» **Dataset extract**:
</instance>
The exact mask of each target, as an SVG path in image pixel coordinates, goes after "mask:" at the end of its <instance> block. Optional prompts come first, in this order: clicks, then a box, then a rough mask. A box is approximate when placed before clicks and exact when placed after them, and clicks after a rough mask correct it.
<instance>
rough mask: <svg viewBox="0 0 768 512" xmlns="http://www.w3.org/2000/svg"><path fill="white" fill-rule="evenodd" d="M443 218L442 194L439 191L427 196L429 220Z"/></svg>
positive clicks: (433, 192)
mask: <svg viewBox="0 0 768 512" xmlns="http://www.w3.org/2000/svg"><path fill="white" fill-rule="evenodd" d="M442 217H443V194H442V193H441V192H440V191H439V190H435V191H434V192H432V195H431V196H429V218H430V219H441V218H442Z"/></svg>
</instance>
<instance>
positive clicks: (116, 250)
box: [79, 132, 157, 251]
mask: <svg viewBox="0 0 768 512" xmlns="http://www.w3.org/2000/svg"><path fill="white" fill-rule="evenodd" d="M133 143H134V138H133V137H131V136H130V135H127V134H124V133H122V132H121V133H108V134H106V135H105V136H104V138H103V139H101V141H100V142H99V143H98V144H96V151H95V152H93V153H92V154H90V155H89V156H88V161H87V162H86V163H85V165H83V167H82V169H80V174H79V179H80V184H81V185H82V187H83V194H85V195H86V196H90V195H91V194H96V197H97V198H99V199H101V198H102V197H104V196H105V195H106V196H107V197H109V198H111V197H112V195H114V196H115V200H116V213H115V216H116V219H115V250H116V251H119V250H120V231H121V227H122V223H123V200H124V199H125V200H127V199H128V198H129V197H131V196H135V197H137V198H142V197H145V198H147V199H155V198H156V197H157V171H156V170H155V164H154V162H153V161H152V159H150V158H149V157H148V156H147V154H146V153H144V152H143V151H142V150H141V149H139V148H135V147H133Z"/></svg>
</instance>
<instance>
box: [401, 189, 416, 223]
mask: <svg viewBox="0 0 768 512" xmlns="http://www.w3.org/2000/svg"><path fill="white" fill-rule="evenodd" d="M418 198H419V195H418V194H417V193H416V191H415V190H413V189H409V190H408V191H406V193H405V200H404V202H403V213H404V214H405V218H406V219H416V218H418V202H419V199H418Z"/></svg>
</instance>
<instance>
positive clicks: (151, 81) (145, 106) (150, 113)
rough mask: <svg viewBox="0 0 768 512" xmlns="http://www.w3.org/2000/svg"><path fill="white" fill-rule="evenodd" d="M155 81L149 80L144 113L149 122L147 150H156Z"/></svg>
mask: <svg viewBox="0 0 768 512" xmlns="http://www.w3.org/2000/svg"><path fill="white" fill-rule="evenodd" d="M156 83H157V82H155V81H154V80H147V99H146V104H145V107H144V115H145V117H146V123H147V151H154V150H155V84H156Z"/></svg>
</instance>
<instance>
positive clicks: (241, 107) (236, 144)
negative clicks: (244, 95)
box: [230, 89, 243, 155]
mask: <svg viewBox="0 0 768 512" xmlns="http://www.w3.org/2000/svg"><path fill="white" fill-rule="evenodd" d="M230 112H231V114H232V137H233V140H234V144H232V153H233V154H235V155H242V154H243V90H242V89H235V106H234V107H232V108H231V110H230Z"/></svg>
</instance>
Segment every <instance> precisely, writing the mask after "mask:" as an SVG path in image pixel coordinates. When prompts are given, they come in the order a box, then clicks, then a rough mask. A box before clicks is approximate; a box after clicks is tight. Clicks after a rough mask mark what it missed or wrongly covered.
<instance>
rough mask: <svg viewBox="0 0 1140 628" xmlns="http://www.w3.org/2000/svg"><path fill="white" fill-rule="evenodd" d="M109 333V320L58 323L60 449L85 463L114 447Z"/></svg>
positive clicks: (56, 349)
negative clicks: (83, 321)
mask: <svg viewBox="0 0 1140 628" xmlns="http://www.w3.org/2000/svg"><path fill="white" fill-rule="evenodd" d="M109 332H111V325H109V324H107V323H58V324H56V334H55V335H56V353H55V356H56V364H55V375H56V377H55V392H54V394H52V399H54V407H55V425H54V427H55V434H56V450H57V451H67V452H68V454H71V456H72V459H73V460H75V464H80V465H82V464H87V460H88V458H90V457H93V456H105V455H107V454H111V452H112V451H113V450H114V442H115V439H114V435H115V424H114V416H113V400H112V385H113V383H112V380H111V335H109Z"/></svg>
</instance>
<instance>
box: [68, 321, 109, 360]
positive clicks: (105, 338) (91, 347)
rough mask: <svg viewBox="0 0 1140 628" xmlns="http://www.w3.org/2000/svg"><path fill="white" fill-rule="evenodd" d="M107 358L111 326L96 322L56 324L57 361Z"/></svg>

» **Task to carry out**:
Without altering a single word, set down all the entries again.

» **Solution below**:
</instance>
The exact mask of each target, as an SVG path in image pixel coordinates, goes after "mask:" at the end of its <instance> block. Optional prompts come first, in this order: clicks, then a box, then a rough mask. A box is approximate when placed before clicks and exact when placed after them, and clicks after a rough mask correct it.
<instance>
rough mask: <svg viewBox="0 0 768 512" xmlns="http://www.w3.org/2000/svg"><path fill="white" fill-rule="evenodd" d="M443 218L442 194L439 191L427 196L429 220Z"/></svg>
positive clicks: (433, 192)
mask: <svg viewBox="0 0 768 512" xmlns="http://www.w3.org/2000/svg"><path fill="white" fill-rule="evenodd" d="M442 217H443V194H442V193H441V192H440V191H439V190H435V191H434V192H432V195H431V196H429V218H430V219H441V218H442Z"/></svg>
</instance>
<instance>
positive clicks: (116, 250)
box: [79, 132, 157, 251]
mask: <svg viewBox="0 0 768 512" xmlns="http://www.w3.org/2000/svg"><path fill="white" fill-rule="evenodd" d="M133 143H134V138H133V137H131V136H130V135H127V134H124V133H122V132H121V133H108V134H106V135H105V136H104V138H103V139H101V141H100V142H99V143H98V144H96V151H95V152H93V153H92V154H90V155H89V156H88V161H87V162H86V163H85V165H83V167H82V169H80V174H79V179H80V184H81V185H82V187H83V194H85V195H86V196H90V195H91V194H96V197H97V198H99V199H101V198H102V197H104V196H105V195H106V196H107V197H109V198H111V197H112V195H114V196H115V200H116V213H115V216H116V219H115V250H116V251H119V250H120V231H121V227H122V223H123V200H124V199H125V200H127V199H128V198H129V197H131V196H135V197H137V198H142V197H145V198H147V199H155V198H156V197H157V171H156V170H155V164H154V162H153V161H152V159H150V158H149V157H148V156H147V154H146V153H144V152H143V151H142V150H141V149H139V148H135V147H133Z"/></svg>
</instance>
<instance>
box: [401, 189, 416, 223]
mask: <svg viewBox="0 0 768 512" xmlns="http://www.w3.org/2000/svg"><path fill="white" fill-rule="evenodd" d="M418 198H419V195H418V194H417V193H416V191H415V190H413V189H409V190H408V191H406V193H405V200H404V202H403V213H404V214H405V218H406V219H416V218H418V202H419V199H418Z"/></svg>
</instance>
<instance>
positive clicks: (151, 81) (145, 106) (150, 113)
rough mask: <svg viewBox="0 0 768 512" xmlns="http://www.w3.org/2000/svg"><path fill="white" fill-rule="evenodd" d="M155 81L149 80L144 113L149 122L147 150H156Z"/></svg>
mask: <svg viewBox="0 0 768 512" xmlns="http://www.w3.org/2000/svg"><path fill="white" fill-rule="evenodd" d="M156 83H157V82H155V81H154V80H147V99H146V104H145V107H144V115H145V117H146V123H147V151H154V150H155V84H156Z"/></svg>
</instance>
<instance>
positive clicks: (241, 107) (236, 144)
negative clicks: (244, 95)
box: [230, 89, 243, 155]
mask: <svg viewBox="0 0 768 512" xmlns="http://www.w3.org/2000/svg"><path fill="white" fill-rule="evenodd" d="M230 112H231V114H232V137H233V140H234V144H232V153H233V154H235V155H242V154H243V90H242V89H235V106H234V107H232V108H231V110H230Z"/></svg>
</instance>
Segment every <instance> precisely, writing the mask after "mask:" as an SVG path in image pixel coordinates. When prompts are given, they come in the order a box, then clicks, then a rough mask. A box before clicks is approximate; a box after clicks is tight. Clicks after a rough mask mark what it missed or wrongly covered.
<instance>
rough mask: <svg viewBox="0 0 1140 628" xmlns="http://www.w3.org/2000/svg"><path fill="white" fill-rule="evenodd" d="M109 333V320L58 323L60 449L85 463L114 447Z"/></svg>
positive clicks: (56, 349)
negative clicks: (83, 321)
mask: <svg viewBox="0 0 1140 628" xmlns="http://www.w3.org/2000/svg"><path fill="white" fill-rule="evenodd" d="M109 332H111V325H109V324H107V323H58V324H56V334H55V335H56V353H55V356H56V364H55V375H56V377H55V392H54V394H52V399H54V407H55V425H54V427H55V434H56V450H57V451H67V452H68V454H71V456H72V459H73V460H75V464H80V465H82V464H87V460H88V458H90V457H93V456H105V455H107V454H111V452H112V451H113V450H114V442H115V439H114V435H115V424H114V416H113V400H112V385H113V383H112V380H111V335H109Z"/></svg>
</instance>
<instance>
box: [68, 321, 109, 360]
positive clicks: (105, 338) (91, 347)
rough mask: <svg viewBox="0 0 1140 628" xmlns="http://www.w3.org/2000/svg"><path fill="white" fill-rule="evenodd" d="M107 358L111 326L96 322L56 324L57 361Z"/></svg>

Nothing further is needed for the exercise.